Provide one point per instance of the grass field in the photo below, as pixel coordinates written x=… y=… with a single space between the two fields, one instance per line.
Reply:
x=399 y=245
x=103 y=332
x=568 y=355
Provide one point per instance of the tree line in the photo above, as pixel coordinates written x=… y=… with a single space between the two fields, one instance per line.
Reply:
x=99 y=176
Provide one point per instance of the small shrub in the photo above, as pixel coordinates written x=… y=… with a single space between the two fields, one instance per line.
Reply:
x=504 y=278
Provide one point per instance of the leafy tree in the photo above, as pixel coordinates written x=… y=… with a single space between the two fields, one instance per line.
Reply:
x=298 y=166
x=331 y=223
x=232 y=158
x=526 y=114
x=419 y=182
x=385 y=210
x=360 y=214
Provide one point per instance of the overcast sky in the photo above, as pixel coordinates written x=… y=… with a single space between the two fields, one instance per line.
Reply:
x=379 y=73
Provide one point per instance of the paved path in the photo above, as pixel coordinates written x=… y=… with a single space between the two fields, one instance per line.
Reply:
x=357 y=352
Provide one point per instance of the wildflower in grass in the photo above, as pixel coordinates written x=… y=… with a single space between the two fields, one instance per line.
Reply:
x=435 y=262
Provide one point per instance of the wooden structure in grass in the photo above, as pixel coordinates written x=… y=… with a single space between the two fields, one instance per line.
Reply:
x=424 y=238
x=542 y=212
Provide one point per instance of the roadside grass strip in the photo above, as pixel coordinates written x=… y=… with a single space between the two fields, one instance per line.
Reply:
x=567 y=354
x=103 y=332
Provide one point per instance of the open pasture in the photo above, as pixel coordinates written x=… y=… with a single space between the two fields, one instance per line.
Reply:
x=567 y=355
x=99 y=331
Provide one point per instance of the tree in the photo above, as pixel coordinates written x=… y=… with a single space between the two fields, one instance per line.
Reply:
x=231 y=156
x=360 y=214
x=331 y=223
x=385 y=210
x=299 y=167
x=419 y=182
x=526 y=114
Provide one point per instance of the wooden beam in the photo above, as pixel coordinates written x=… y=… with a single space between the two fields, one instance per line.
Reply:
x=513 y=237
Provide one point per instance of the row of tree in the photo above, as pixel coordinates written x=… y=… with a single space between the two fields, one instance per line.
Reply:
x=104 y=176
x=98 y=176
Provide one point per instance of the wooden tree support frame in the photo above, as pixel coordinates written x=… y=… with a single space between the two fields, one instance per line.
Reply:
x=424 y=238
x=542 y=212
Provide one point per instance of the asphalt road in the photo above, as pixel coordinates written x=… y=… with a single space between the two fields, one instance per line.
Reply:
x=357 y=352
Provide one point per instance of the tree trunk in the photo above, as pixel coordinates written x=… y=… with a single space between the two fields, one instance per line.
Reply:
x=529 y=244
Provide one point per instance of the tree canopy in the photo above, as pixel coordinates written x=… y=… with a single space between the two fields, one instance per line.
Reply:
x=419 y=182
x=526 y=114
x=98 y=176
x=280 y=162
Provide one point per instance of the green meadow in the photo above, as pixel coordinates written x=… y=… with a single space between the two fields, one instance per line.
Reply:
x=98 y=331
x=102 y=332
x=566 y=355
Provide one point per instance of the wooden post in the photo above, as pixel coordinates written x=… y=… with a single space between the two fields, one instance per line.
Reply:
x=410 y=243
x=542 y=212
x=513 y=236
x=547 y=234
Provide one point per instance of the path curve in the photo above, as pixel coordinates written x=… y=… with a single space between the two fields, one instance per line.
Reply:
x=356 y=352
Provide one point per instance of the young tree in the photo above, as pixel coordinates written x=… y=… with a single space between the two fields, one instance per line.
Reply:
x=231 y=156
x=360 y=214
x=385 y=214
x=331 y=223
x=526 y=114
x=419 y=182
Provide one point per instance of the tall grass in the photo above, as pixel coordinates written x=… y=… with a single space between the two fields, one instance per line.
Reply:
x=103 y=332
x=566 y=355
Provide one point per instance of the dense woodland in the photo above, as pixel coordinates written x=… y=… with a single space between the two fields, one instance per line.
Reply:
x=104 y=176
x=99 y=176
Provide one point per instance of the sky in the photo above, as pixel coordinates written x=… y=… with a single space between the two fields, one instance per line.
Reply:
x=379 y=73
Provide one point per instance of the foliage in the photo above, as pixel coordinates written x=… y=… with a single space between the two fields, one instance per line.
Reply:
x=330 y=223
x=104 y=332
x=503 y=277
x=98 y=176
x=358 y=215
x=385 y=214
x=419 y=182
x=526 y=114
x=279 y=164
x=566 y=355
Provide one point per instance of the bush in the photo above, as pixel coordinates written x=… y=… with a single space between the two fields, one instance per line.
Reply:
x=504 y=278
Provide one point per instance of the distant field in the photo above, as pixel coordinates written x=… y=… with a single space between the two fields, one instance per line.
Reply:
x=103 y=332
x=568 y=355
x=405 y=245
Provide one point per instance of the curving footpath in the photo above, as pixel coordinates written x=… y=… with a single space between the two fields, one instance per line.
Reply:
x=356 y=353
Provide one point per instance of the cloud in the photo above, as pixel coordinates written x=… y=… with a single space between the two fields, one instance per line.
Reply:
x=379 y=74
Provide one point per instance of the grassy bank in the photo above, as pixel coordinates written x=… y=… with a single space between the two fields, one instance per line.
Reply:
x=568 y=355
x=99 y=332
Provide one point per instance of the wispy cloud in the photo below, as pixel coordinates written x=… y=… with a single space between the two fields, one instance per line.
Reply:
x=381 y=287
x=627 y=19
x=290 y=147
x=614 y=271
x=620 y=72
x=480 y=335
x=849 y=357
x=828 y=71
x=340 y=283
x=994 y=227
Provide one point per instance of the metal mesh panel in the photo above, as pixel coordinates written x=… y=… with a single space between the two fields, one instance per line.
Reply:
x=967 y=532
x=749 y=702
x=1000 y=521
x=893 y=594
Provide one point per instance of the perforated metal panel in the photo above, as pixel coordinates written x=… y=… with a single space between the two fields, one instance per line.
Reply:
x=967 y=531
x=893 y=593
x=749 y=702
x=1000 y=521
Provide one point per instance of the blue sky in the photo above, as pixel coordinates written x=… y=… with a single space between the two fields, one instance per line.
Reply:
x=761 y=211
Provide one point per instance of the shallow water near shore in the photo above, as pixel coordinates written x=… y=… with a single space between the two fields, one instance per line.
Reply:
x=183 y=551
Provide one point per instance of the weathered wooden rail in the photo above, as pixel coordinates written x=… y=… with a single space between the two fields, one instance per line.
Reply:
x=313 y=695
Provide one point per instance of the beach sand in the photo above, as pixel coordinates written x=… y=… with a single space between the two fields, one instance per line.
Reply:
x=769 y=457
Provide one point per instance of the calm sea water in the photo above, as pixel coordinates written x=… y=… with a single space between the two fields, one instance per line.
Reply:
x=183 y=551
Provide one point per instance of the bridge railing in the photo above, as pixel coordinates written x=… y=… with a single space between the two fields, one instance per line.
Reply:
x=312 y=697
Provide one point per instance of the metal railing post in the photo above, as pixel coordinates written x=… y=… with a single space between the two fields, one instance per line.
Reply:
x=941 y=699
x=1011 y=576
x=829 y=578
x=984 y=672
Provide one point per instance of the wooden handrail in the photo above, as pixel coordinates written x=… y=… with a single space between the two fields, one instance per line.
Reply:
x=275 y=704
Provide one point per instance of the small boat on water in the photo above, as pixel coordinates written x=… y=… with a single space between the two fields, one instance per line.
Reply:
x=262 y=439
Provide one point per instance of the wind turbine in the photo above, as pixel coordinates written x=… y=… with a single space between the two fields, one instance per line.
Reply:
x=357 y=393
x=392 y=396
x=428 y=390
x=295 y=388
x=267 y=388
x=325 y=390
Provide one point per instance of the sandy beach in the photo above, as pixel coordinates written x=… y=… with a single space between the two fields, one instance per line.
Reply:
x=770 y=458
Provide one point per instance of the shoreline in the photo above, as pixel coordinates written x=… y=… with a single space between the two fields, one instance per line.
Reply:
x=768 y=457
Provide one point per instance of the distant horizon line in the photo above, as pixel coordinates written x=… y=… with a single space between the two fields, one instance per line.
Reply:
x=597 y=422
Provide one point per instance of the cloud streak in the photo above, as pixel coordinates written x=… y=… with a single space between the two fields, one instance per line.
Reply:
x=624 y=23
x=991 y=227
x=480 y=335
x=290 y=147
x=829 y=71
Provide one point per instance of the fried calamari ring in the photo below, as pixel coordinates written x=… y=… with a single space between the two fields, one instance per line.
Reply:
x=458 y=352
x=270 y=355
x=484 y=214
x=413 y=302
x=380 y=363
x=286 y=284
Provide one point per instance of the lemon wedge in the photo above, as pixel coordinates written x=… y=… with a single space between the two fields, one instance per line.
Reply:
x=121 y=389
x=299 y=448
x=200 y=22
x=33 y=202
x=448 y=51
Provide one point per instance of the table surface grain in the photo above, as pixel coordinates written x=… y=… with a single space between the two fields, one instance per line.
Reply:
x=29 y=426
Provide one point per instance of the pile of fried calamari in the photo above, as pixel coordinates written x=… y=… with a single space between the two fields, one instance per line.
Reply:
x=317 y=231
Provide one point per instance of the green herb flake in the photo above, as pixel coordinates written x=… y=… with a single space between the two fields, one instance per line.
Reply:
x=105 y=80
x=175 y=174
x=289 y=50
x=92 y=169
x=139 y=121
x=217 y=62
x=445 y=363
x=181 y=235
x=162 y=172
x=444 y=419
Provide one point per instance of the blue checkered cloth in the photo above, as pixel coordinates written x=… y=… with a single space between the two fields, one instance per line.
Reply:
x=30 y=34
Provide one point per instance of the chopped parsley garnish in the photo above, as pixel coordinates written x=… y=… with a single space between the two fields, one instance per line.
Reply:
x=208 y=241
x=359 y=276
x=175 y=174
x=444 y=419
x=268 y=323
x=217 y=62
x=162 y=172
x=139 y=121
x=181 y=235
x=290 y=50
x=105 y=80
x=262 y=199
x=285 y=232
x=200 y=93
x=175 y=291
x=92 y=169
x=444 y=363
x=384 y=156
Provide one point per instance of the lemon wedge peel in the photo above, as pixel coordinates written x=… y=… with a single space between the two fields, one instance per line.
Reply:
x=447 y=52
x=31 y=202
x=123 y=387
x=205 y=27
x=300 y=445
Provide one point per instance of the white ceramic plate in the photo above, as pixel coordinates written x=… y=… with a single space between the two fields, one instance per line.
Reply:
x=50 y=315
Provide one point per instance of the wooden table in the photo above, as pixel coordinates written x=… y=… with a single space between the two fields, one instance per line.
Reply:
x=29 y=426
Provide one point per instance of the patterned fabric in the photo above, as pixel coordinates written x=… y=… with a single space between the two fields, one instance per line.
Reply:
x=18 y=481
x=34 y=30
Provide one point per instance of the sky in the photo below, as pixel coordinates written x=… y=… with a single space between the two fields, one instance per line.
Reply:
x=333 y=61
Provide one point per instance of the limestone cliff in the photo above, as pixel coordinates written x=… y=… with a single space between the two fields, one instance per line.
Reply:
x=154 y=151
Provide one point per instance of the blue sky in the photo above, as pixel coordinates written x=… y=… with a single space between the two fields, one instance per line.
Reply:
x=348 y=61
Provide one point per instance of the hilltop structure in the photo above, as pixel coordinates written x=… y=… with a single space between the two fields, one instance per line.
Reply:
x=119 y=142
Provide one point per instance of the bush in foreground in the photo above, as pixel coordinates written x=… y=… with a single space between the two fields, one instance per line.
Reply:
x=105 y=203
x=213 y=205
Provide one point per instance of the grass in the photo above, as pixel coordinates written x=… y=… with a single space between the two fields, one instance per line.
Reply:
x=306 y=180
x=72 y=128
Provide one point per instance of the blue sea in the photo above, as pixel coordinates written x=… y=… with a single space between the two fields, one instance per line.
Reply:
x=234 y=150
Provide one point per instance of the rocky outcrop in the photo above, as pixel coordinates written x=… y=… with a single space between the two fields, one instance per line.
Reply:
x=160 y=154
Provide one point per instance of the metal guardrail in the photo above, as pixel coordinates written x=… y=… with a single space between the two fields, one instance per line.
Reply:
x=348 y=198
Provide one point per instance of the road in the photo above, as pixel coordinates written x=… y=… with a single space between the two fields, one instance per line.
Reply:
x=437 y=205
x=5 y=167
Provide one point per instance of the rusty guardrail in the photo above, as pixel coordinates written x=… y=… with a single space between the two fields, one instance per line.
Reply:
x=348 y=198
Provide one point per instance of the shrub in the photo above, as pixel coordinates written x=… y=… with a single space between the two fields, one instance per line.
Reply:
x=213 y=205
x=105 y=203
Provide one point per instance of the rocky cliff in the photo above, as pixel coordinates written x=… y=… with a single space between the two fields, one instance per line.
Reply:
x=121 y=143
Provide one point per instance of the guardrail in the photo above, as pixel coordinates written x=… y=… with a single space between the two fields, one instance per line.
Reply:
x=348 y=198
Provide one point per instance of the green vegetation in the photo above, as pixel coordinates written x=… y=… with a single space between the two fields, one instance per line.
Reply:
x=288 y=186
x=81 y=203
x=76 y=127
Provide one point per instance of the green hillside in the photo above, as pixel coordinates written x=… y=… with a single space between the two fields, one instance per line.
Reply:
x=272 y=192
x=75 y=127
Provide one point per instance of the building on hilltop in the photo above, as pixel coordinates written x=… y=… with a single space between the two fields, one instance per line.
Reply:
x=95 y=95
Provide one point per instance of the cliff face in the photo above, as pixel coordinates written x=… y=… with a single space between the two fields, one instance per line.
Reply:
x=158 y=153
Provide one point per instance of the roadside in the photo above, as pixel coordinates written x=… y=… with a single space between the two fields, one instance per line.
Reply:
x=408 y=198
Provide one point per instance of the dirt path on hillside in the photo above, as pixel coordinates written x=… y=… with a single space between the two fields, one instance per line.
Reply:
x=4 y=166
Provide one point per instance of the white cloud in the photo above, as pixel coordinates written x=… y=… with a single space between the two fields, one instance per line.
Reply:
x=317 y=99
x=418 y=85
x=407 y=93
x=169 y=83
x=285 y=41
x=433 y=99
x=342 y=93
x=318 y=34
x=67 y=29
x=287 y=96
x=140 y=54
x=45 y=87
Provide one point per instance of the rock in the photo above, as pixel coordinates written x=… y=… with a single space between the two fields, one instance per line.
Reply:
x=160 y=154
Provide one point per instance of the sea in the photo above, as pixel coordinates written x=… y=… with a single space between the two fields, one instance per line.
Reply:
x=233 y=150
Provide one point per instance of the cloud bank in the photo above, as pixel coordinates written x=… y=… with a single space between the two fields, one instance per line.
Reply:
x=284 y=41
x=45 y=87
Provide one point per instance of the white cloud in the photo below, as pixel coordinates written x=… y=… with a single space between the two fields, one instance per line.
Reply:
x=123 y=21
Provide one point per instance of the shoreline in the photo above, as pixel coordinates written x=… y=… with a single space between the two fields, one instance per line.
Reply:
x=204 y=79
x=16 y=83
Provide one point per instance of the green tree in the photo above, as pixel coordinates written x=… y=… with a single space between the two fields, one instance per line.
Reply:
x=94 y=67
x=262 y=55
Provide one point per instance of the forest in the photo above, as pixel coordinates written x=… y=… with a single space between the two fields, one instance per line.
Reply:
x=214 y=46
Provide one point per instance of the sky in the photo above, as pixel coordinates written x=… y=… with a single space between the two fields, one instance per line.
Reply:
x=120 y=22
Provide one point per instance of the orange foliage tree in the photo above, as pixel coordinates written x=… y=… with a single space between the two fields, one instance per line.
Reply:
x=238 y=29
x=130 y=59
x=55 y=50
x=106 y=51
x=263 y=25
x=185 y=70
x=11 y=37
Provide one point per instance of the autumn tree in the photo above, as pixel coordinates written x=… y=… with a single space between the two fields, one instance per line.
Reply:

*Exercise*: Take the lines from the one containing "Provide one point per instance of the green meadow" through the one containing "x=356 y=352" and turn them into a numbered list, skipping any blank lines.

*Exercise response*:
1. Provide one point per instance of the green meadow in the photo above, as pixel coordinates written x=… y=… with a single space between the two fields, one instance per line.
2. Reply:
3. x=98 y=331
4. x=102 y=332
5. x=566 y=355
6. Provide one point per instance of the wooden post in the photo above, as pixel coordinates written x=… y=… with a single space between the two fields, one instance per line.
7. Reply:
8. x=410 y=243
9. x=542 y=212
10. x=513 y=236
11. x=547 y=234
12. Provide one point per instance of the path curve in the photo above, as pixel coordinates written x=… y=… with a single space between the two fields, one instance per line.
13. Reply:
14. x=356 y=352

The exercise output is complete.